• **Fragment tekstu**
Ostatnio zmieniony sob 05 kwie 2014, 15:37 przez WiNyL, łącznie zmieniany 3 razy.
"Oszukujemy siebie tak często, że gdyby nam za to płacili, moglibyśmy się spokojnie utrzymać."

2
Przecież ile można?!
Unikaj takich równoważników zdań wziętych z potocznej mowy.
Stała w nich zakapturzona postać, która najwyraźniej nie przejęła się zupełnie zbyt silnym pchnięciem wejścia.
Wejście, to pojęcie raczej ogólne, niematerialne jakby, lepiej by było „drzwi wejściowych”.
Jedynie dźwięki jaki dało się słyszeć to brzęczenie kilku much zza ściany.
Przecinek przed „to”.
Nie zastanawiając się podeszła do kontuaru i usiadła do Jaszczura.

Nie wiem jak można usiąść „do kogoś”. Przysiąść – to tak.

Wpisy z adnotacjami współrzędnych:
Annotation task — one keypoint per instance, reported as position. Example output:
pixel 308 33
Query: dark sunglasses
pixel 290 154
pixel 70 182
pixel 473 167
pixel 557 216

• **Zadanie 1**
Wypisz wszystkie wyrazy i wyrażenia, które we fragmencie tekstu ujęto w polskie cudzysłowy („…”).
• **Zadanie 2**
Przepisz słowo w słowo odcinek fragmentu tekstu od słów „Ostatnio zmieniony sob” do słów „Przecież ile można?!” włącznie.
• **Zadanie 3**
Przełóż na język angielski zdanie z fragmentu tekstu: „Unikaj takich równoważników zdań wziętych z potocznej mowy.”
Korzystaj wyłącznie z fragmentu tekstu.

• **Poprawna odpowiedź 1**
- „drzwi wejściowych”
- „to”
- „do kogoś”

• **Poprawna odpowiedź 2**
Ostatnio zmieniony sob 05 kwie 2014, 15:37 przez WiNyL, łącznie zmieniany 3 razy.
"Oszukujemy siebie tak często, że gdyby nam za to płacili, moglibyśmy się spokojnie utrzymać."

2
Przecież ile można?!

• **Poprawna odpowiedź 3**
Avoid such verbless sentences taken from colloquial speech.